TEXT PROVIDED:
Ideas and imaginations in Games

Opinion by Koshai on  Jun 10, 2010

During my middle school days, I used to think a lot about creating something interesting. In my playful mind, a lot of things, like starting an electronics company, or an airline company (my biggest dream), or thinking like a government and creating a city, circulated in my mind and I used to jot them all in papers. I also used to plan on making different games, create artworks and blueprints. I was notorious to make a mess of many stack of notebook with all these weird plans that I make. Sometimes my mom used to scold me that I wasted papers a lot. I don’t know whether these plans will ever become practical but still it used to make my days during my mandatory gaming breaks imposed by my parents.

 

Let me take an example of a now defunct series that I used to play. It was the Strike series from EA, which included Desert Strike, Jungle Strike, Urban Strike, Soviet Strike and Nuclear Strike). These games were simply awesome and also had pretty good storyline for a Genesis, SNES era military game. I was so impressed with the structure and the planning of the game more than the gameplay itself that during my pastime I used to extend the series with some of my plans. I thought if there is any other future game coming from Strike series, then I wonder what it would be like. I made paper plans making games like Mountain Strike, Sea Strike, Snow Strike or even Future Strike and how the missions would be allocated. Its like making pen and paper versions of Dungeons and Dragons or make a board game (I will try to write something about the importance board games in my future blog). The plans were somewhat immature. Still I am trying to tell myself that this thing or that thing could be implemented to make the game more interesting or a new game could have been released. I guess this is how the customer feedaback are prioritized to make the games more interesting and fun and also keep customers happy and at the end result get more money from sales.  As days passed, I got busier than ever and reduced this activity. At one time I even stopped. Now the ideas that were made by me were written in so many stacks of notebooks, all of which are gone.

 

Few weeks before I came to BD, I applied to some gaming related jobs mostly as producer because I am specialized in the field of project management. When I was applying for NC Soft, I came across a job opening which says Game Planner. I immediately applied for the job since I knew that I can do this type of job very easily provided I used to spend hours thinking and planning for games. 2 weeks gone and did not get any reply. Maybe I got rejected; maybe I am not a strong contender. Now I started to think I should have kept all those hundreds of notebooks of plans from my childhood days, so I could show them as part of my portfolio. Well the opportunity missed out. Maybe I should start making more plans and build up more stacks of notebooks but alas its hard to get pastimes. I should have thought of this long time back that there is something called game planning. Maybe I was a kid and I didn’t think broad at that time.

WHAT YOU SHOULD DO: In the opinion piece on ideas in games, what job opening did the writer find while applying to NC Soft? The records below this point come from a different source than the opinion piece.

EXERCISE DATA:

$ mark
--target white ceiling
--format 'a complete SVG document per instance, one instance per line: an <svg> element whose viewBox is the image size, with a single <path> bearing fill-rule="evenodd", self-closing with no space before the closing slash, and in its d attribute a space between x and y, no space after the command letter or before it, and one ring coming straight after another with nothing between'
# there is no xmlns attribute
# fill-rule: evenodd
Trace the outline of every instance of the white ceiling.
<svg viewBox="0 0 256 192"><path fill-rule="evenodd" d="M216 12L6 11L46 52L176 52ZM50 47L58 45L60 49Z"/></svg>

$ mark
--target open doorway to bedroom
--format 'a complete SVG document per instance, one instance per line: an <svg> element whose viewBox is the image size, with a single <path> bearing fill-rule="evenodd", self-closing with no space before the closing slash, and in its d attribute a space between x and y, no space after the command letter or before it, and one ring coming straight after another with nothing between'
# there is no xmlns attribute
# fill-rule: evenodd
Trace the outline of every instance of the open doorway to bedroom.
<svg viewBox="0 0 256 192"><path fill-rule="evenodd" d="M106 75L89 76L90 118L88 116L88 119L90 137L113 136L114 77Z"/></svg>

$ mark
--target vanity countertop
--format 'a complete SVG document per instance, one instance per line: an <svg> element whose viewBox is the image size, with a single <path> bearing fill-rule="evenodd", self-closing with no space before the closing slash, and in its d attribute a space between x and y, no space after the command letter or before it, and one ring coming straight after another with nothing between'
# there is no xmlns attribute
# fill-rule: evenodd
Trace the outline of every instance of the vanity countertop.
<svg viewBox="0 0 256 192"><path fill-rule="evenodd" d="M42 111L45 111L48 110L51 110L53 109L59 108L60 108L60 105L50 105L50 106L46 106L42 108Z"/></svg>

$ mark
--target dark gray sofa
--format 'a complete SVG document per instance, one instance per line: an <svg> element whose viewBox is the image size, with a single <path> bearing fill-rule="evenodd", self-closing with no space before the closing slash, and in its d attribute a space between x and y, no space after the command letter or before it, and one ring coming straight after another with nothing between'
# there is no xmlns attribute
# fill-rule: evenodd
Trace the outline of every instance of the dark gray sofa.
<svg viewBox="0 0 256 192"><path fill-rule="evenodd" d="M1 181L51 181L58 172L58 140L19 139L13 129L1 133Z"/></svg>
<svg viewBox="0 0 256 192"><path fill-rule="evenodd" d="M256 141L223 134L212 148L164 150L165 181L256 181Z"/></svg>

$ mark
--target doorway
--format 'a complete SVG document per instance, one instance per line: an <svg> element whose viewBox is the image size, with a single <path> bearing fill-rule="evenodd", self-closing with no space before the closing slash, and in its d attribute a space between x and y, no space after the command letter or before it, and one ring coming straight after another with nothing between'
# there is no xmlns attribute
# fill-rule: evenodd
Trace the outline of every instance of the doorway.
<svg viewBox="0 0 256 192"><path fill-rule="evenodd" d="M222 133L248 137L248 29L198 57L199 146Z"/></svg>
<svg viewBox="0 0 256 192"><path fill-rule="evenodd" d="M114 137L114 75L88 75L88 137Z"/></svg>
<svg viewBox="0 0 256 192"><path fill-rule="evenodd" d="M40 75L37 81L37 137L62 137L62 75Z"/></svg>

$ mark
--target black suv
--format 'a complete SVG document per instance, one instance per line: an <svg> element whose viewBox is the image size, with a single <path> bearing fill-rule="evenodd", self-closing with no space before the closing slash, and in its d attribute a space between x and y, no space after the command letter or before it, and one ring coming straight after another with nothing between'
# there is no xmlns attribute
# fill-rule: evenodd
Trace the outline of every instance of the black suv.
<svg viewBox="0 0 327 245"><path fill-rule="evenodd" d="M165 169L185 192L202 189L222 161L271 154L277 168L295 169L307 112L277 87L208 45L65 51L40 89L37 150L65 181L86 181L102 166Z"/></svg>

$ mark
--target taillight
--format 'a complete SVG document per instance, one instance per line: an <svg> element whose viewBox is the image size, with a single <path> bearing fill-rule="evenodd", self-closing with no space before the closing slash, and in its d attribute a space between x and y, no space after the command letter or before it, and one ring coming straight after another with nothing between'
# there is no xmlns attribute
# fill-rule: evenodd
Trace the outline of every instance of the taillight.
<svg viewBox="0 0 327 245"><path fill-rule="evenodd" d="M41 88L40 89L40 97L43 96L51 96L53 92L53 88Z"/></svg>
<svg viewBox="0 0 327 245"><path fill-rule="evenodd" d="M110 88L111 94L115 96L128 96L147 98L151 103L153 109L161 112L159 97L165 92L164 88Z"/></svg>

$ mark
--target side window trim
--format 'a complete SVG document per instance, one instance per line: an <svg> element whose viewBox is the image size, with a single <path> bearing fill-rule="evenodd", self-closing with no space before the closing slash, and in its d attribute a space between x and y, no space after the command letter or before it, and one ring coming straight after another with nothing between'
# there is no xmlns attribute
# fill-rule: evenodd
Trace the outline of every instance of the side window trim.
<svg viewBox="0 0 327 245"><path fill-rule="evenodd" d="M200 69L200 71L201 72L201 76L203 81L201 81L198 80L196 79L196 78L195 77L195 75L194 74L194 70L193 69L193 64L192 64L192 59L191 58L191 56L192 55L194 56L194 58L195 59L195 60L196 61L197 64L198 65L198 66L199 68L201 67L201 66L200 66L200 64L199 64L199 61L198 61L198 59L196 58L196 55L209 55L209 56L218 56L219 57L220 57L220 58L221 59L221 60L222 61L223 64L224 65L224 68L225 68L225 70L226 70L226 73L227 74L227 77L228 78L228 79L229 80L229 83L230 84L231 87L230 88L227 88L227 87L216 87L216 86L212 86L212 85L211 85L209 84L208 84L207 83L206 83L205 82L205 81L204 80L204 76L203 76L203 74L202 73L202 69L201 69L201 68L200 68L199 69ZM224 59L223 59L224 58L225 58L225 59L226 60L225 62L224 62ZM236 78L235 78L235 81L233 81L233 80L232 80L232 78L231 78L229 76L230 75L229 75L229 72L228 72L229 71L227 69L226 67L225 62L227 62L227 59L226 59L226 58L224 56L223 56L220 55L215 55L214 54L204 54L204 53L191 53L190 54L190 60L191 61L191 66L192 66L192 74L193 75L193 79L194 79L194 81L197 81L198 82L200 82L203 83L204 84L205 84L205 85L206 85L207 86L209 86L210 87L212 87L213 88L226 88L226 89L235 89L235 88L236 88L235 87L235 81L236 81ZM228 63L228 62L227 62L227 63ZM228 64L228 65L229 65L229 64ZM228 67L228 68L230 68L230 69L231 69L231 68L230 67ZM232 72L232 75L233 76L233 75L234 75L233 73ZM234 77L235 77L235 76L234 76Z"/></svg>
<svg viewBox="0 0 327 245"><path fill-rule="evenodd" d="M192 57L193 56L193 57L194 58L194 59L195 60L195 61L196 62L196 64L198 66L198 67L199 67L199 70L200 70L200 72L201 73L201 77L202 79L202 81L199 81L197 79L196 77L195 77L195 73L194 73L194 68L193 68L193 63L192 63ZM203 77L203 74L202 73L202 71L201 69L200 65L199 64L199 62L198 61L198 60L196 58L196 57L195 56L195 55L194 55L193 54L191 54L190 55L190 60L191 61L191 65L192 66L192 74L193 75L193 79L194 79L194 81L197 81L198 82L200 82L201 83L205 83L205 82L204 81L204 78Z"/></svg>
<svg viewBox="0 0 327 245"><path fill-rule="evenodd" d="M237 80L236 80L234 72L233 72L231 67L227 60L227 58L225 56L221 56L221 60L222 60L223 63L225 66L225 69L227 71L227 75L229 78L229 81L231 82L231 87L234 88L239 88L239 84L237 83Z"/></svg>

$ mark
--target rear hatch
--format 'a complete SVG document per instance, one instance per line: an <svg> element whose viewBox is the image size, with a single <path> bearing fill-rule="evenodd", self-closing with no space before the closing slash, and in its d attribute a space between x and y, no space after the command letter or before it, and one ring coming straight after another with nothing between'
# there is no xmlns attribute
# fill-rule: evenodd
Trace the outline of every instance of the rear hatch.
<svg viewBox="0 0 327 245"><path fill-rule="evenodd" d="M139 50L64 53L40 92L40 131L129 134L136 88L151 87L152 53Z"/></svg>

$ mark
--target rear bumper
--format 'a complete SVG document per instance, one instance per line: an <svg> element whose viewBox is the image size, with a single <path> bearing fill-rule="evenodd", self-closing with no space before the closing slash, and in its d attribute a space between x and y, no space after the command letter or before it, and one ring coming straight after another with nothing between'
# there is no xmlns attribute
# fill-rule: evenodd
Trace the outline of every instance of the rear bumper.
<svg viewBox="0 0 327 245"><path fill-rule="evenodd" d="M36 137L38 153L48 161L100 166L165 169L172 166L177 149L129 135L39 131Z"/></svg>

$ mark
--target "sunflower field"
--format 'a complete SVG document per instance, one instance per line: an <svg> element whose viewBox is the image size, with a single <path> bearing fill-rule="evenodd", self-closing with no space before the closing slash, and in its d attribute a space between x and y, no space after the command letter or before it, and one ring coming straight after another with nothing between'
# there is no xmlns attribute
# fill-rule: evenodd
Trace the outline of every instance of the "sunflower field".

YOUR SOLUTION: Game Planner.